-- WHAT YOU HAVE TO DO --
Please switch "spot" to "mark" everywhere in the data below and write the lines out again with nothing else changed. Leave the pictures out.

-- MATERIAL SHOWN --
# # # # #

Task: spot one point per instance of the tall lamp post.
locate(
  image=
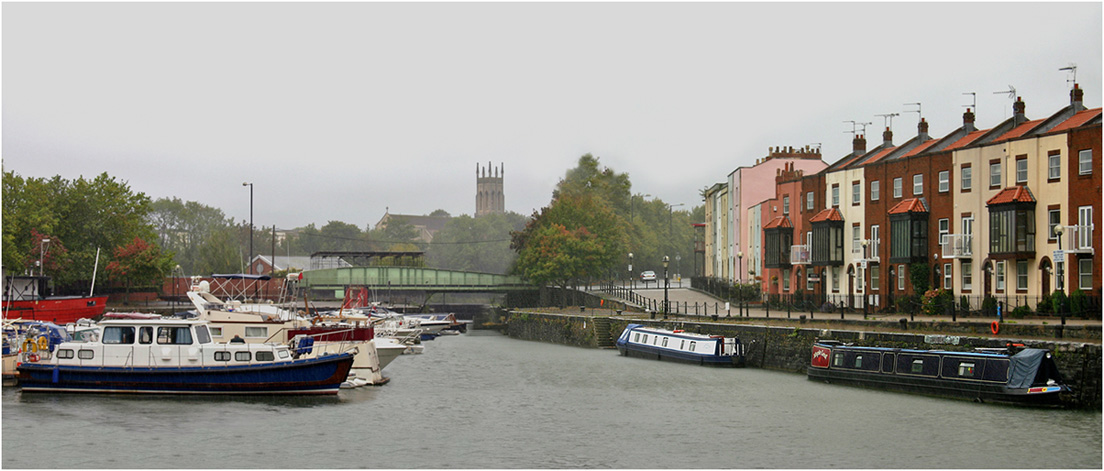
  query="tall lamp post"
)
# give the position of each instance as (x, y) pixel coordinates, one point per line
(251, 224)
(667, 261)
(630, 276)
(43, 246)
(740, 279)
(1061, 265)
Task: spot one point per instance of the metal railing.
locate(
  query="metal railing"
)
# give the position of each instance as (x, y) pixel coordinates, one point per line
(1080, 238)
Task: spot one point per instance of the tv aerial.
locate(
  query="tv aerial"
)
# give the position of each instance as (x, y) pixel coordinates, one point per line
(1072, 68)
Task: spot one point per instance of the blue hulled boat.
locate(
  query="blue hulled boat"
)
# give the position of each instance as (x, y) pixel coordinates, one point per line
(681, 346)
(177, 356)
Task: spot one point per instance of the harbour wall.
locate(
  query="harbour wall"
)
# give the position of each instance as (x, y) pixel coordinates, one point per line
(788, 348)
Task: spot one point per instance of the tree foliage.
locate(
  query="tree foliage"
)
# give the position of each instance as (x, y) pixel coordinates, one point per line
(86, 214)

# # # # #

-- RESULT --
Task: mark one point per instance of the tall lamp post.
locate(
  image=
  query="tall lamp post"
)
# give the position of each instance as (x, y) pixel coordinates, one point per line
(251, 224)
(667, 261)
(630, 276)
(43, 246)
(740, 279)
(1061, 265)
Task: mark one point per instance of the metal railing.
locate(
  query="metal railing"
)
# give the position of each instance as (x, y) pixel coordinates, one point per line
(1080, 238)
Task: mark one point per instance of the tv aerial.
locate(
  query="tv aerial"
)
# give the position of each instance as (x, y) pixel coordinates, one point per line
(1072, 68)
Task: mark one point per instance of the blue hulled boat.
locate(
  query="blue hulled boat"
)
# give the position of each instance as (x, y) pixel coordinates, one point per line
(681, 346)
(177, 356)
Task: mark one point per instance of the harbour wall.
locate(
  query="harbour wall"
)
# give the position of each instance as (x, y) pixel coordinates, one point per line
(788, 348)
Task: mark one point per instance of the tree foliage.
locate(
  query="tree foliage"
)
# give the position of each instance as (x, y) pixel coordinates, one point per line
(86, 214)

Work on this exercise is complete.